Until now, the week-long conflict has been fought mainly between armed forces loyal to the two sides. Previous Scuds launched at Sanaa had not caused fatalities. Another Scud landed on Taiz, according to northern officials, without causing much damage.

A Reuters correspondent in Sanaa confirmed the northern claims. He said that rescuers working amid hysterical scenes of grief pulled dismembered corpses of children and adults from piles of rubble hours after the missile had fallen from the night sky.

At least five homes were flattened or badly damaged. The house that received the direct hit was turned into rubble. There were no immediate figures on the numbers of wounded.

Witnesses said they heard a deafening sound, then saw a dust column rising to the sky. Terrified mothers and children ran screaming in search of shelter after the Scud landed, according to the Reuters despatch.

The Scud landed less than 200m from the former home of the President of Yemen and northern leader, Ali Abdullah Saleh. However, Scuds are notoriously inaccurate and it is unlikely this was the target.

President Saleh delivered an ultimatum to southern leaders to leave the country or be killed. 'I am ready to give instructions to the Defence Ministry to stop attacks against the rebels (southerners) so they can leave Aden port to Djibouti or anywhere else . . . If they do not do this now they will pay a high price and will lose their lives,' Sanaa television quoted President Saleh as saying during a meeting with police officers in the city.

The south has appealed for humanitarian intervention in the conflict. And Vice-President Ali Salem al-Beidh, the southern leader who retreated to his stronghold of Aden last autumn, has called on the north to implement the reconciliation package agreed in Amman in February, including devolving some powers to Aden.

Vice-President Beidh has said he is willing to enter negotiations, but President Saleh has rejected any mediation. In the south, Aden radio said there had been fighting in three places near the old border between north and south Yemen: Dhala, Kurush, and over the Bab al- Mandab straits at the southern entrance to the Red Sea.

### DATA EXCERPT
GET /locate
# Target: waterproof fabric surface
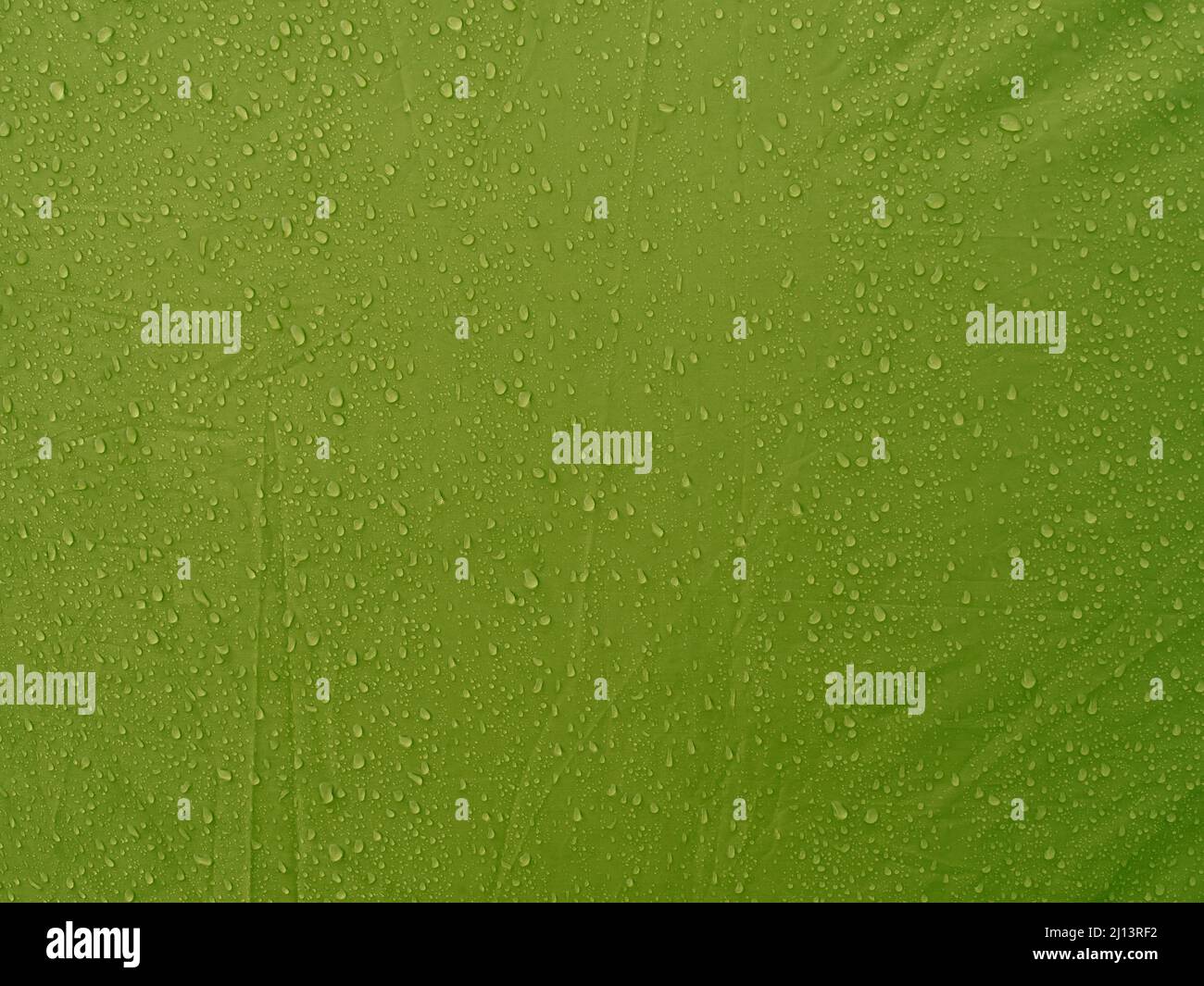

### REQUIRED ACTIONS
[1] According to the Yemen report, how close to the former home of President Ali Abdullah Saleh did the Scud land?
[2] Do these statements agree with the Yemen report? For each, answer yes or no and quote the deciding words.
(a) Earlier Scuds fired at Sanaa had killed people.
(b) President Saleh has rejected any mediation.
(c) The reconciliation package was agreed in Amman in February.

### OUTPUTS FOR THE TASKS
[1] Less than 200m from it.

[2]
(a) No: "Previous Scuds launched at Sanaa had not caused fatalities."
(b) Yes: "but President Saleh has rejected any mediation."
(c) Yes: "the reconciliation package agreed in Amman in February"